The summer I was fifteen my mom and dad made the decision to send me to a wilderness therapy program because I was constantly in trouble at school and had developed a serious drug habit. My mom drove me to a cabin in Clayton, Georgia. I thought it was just another program I would have to get through. Instead men pulled me into a back room, strip searched me, and sent me to the hospital to get blood drawn. Then a truck carried me up a forest service road and dropped me in the Appalachian mountains with a pair of boots and a hiking pack.
I didn’t want to be there. I fought it in my head every step. But once everything I thought mattered was taken from me, my music, my car, my clothes, my Xbox, I started to see what did.
There’s more noise today than ever before.
Kids know more about K-pop and Roblox than how to do anything for themselves.
Men worship celebrities on Sundays while guzzling beer and losing their minds over games that don’t change a single thing in their lives.
People get furious over issues that don’t affect them and ignore the real ones staring back at them in the mirror.
Their health.
Their discipline.
Their ability to care for their families.

Work instructions:
**A.** From the wilderness therapy account, list each possession that the writer says was taken from them.
**B.** Please translate this sentence from the wilderness therapy account into Spanish: "There's more noise today than ever before."

Provided records:
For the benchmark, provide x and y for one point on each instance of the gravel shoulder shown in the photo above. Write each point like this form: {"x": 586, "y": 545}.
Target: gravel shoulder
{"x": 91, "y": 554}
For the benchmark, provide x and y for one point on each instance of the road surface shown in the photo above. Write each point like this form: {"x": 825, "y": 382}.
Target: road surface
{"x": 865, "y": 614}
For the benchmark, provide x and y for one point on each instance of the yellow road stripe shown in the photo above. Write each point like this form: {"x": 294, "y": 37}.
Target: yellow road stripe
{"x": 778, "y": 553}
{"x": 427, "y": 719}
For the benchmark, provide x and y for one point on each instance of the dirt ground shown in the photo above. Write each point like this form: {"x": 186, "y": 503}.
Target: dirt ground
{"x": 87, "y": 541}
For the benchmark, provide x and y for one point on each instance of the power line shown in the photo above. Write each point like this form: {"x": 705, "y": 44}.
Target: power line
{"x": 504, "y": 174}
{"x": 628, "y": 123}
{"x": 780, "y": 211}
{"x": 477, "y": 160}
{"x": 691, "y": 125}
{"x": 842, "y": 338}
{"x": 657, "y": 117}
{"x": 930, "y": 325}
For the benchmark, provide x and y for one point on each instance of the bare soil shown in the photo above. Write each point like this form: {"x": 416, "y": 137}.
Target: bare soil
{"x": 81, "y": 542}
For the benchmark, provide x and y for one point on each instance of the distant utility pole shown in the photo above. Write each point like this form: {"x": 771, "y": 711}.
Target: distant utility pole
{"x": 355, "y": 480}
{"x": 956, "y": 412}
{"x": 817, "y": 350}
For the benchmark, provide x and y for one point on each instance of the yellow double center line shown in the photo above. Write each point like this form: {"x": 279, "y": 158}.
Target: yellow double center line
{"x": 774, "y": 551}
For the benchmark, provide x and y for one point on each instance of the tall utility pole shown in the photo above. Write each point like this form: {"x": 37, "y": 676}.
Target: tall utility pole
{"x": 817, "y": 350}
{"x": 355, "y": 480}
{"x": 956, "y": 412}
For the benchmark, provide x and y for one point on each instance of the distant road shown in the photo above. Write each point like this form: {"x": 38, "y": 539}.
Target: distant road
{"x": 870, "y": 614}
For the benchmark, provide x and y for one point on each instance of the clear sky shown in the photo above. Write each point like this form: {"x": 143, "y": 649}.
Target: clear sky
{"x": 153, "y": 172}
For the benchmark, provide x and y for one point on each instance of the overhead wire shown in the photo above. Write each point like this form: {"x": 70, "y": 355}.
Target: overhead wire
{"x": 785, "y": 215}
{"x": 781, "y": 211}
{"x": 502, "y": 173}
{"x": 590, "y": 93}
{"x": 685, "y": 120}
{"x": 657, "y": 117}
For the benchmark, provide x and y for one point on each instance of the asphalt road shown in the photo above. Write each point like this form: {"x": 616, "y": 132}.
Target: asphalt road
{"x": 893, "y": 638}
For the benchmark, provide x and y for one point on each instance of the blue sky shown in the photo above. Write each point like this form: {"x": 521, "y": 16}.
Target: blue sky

Solution set:
**A.**
- Music
- Car
- Clothes
- Xbox

**B.** Hoy hay más ruido que nunca.